• [Direction] Would you retype each of the rows below word for word, leaving nothing out?

• [Object position labeling entries]
———

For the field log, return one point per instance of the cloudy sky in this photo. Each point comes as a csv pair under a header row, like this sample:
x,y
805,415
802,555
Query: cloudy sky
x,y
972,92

———

• [Task solution]
For the field log, return one point per instance of the cloudy sky in this photo. Each point comes as a csv pair under a header row, like this sample:
x,y
805,415
802,555
Query: cloudy sky
x,y
972,92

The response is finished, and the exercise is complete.